Objectives —
1 > In the text on pre-emptive read reconstruction, copy everything between "Description" and "currently available solutions.", inclusive.
2 > Answer these questions from the text on pre-emptive read reconstruction:
(a) What example does the text give of an abnormal disk drive?
(b) Where does the storage controller receive the read request for stripe data from?
(c) What is de-allocated when verification shows that the received second portion of stripe data corresponds to the stale drive read operation?

***** Supplied text *****

The present invention is directed to a method for pre-emptive read reconstruction. In the method(s) disclosed herein, when a pre-emptive read reconstruction timer times out, if one or more drive read operations for providing requested stripe read data are still pending; and if stripe read data corresponding to the pending drive read operations may be constructed (ex.—reconstructed) based on the stripe read data received before the expiration of the timer, the pending drive read operations are classified as stale, but the pending drive read operations are still allowed to complete rather than being aborted, thereby promoting efficiency of the data storage system in situations when the data storage system includes an abnormal disk drive (ex.—a disk drive which endures random cycles of low read performance).

Description

    FIELD OF THE INVENTION
  • The present invention relates to the field of data management via data storage systems and particularly to a method for implementing pre-emptive read reconstruction.
  • BACKGROUND OF THE INVENTION
  • Currently available methods for providing data management in data storage systems may not provide a desired level of performance.
  • Therefore, it may be desirable to provide a method(s) for providing data management in a data storage system which addresses the above-referenced shortcomings of currently available solutions.
  • SUMMARY OF THE INVENTION
  • Accordingly, an embodiment of the present invention is directed to a method for implementing pre-emptive read reconstruction (ex.—construction) via a storage controller in a data storage system, the method including: receiving a read request for stripe data stored in a drive pool of the data storage system, the read request being received from a host system; based upon the read request, providing a plurality of read commands to a plurality of disk drives of the drive pool to initiate a plurality of drive read operations for obtaining the requested stripe data from the drive pool; starting a timer, the timer being programmed to run for a pre-determined time interval; allocating a plurality of buffers of the storage controller cache, the buffers being allocated for the requested stripe data; when the pre-determined time interval expires, and a first portion of the stripe data has been received by the storage controller, and a second portion of the stripe data has not been received by the storage controller, determining if a copy of the second portion of the stripe data can be constructed from the received first portion of the stripe data; when the storage controller determines that the copy of the second portion can be constructed from the received first portion: constructing the copy of the second portion; providing the first portion and the constructed second portion to the host system; and classifying an outstanding drive read operation corresponding to the second portion of the data as stale; receiving the second portion of stripe data; verifying that the received second portion of stripe data corresponds to the stale drive read operation; and when verifying indicates that the received second portion of stripe data corresponds to the stale drive read operation, de-allocating a buffer included in the plurality of buffers, said de-allocated buffer having been previously allocated for the second portion of the stripe data.

***** Data extract *****

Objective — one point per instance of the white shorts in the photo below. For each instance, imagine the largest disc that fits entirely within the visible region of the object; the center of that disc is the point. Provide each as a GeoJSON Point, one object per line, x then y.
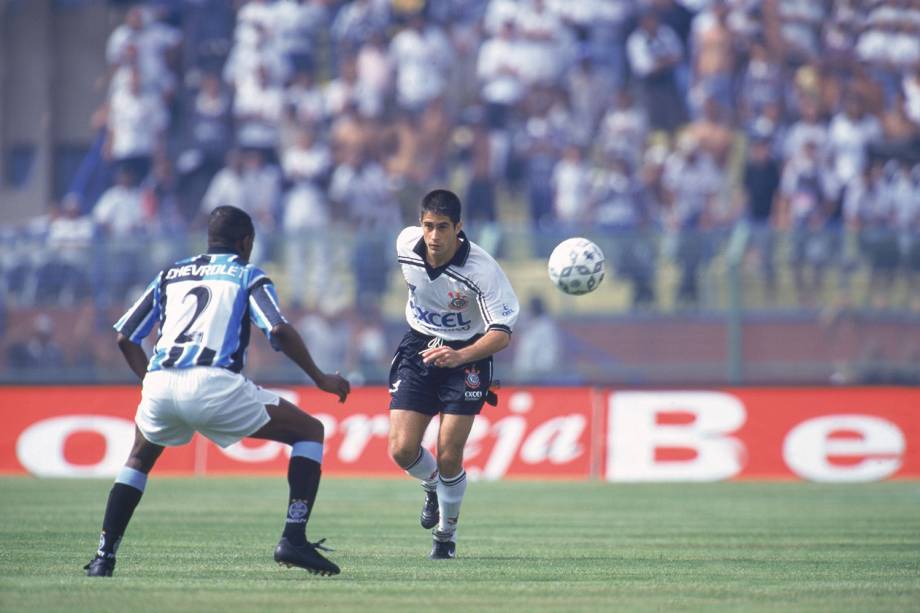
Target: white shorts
{"type": "Point", "coordinates": [222, 405]}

*****

Answers to the problems —
1 >
Description

    FIELD OF THE INVENTION
  • The present invention relates to the field of data management via data storage systems and particularly to a method for implementing pre-emptive read reconstruction.
  • BACKGROUND OF THE INVENTION
  • Currently available methods for providing data management in data storage systems may not provide a desired level of performance.
  • Therefore, it may be desirable to provide a method(s) for providing data management in a data storage system which addresses the above-referenced shortcomings of currently available solutions.

2 >
(a) A disk drive that endures random cycles of low read performance.
(b) From a host system.
(c) A buffer in the plurality of buffers that had previously been allocated for the second portion of the stripe data.